-- PROVIDED TEXT --
___

Kampala, Uganda | THE INDEPENDENT | Amendments to the Public Health Act contained in the Public Health (Amendment Bill) is fraught with fines and jail sentences and introduces a new regime of health related offences in a bid to curb the spread of infectious diseases.
The bill presented to Parliament by Trade State Minister, David Bahati, who was standing in for Leader of Government Business has been committed to the Committee on Health for scrutiny.
To be repealed in the event that the amendments succeed, is the Immunisation Act and the Venereal Diseases Act.
Those who are found to be in concealment of infectious disease as declared by the Health Minister risk one year in jail or a fine of Shs3 million or both such imprisonment and fine, should the new amendments pass.
Under section 22 of the current Public Health Act, a person who offers for hire a dwelling previously inhabited by a person suffering from an infectious disease without decontaminating is fined Shs1000 but the new amendment seeks to hike the fine to Shs100,000.

___

-- WORK INSTRUCTION A --
According to the article on Uganda's Public Health (Amendment) Bill, which two acts would be repealed if the amendments succeed?
-- WORK INSTRUCTION B --
Write the next few sentences of the article on Uganda's Public Health (Amendment) Bill, picking up right after its last sentence.
The entries come from a separate source and are unrelated to the article.

___

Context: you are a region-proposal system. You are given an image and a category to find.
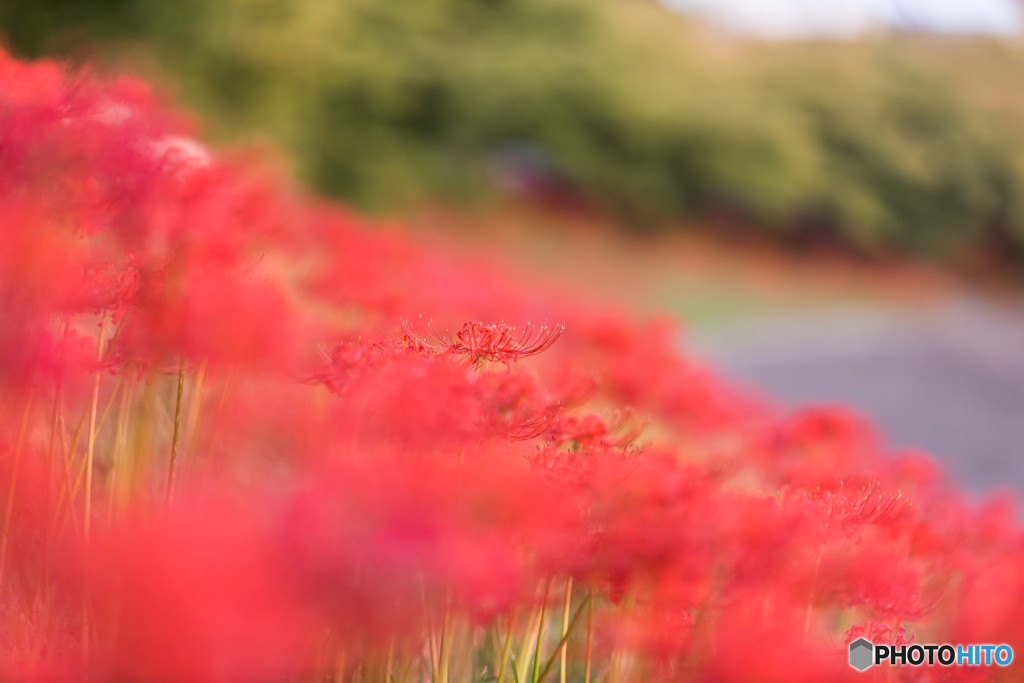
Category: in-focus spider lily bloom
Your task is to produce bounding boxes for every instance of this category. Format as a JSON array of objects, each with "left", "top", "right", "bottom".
[
  {"left": 0, "top": 48, "right": 1024, "bottom": 683},
  {"left": 402, "top": 321, "right": 565, "bottom": 368}
]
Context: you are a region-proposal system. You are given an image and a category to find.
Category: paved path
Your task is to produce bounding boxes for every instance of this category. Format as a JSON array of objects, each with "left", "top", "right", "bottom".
[{"left": 686, "top": 299, "right": 1024, "bottom": 493}]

___

-- TASK RESPONSE A --
The Immunisation Act and the Venereal Diseases Act.

-- TASK RESPONSE B --
Section 19 of the bill seeks to amend Section 27 of the current Act to compulsorily require the divulging of information, including name, dwelling place and mobile phone number, of a person who is suspected to be having an infectious disease for tracing purposes.
For concealing mortality or an abnormal disease in animals, the law seeks to have one in prison for six months together with a fine of Shs4 million or either the fine or imprisonment.
School administrators who admit students without evidence of vaccination against a disease as required by the Minister of Health commit an offence and will, as the amendment suggests, suffer a Shs4 million fine and six months in prison or either of the penalties.
A proposed amendment to section 47 of the Act seeks to penalise parents by way of six months in jail and Shs4 million or either, for failing to present their children for vaccination or revaccination.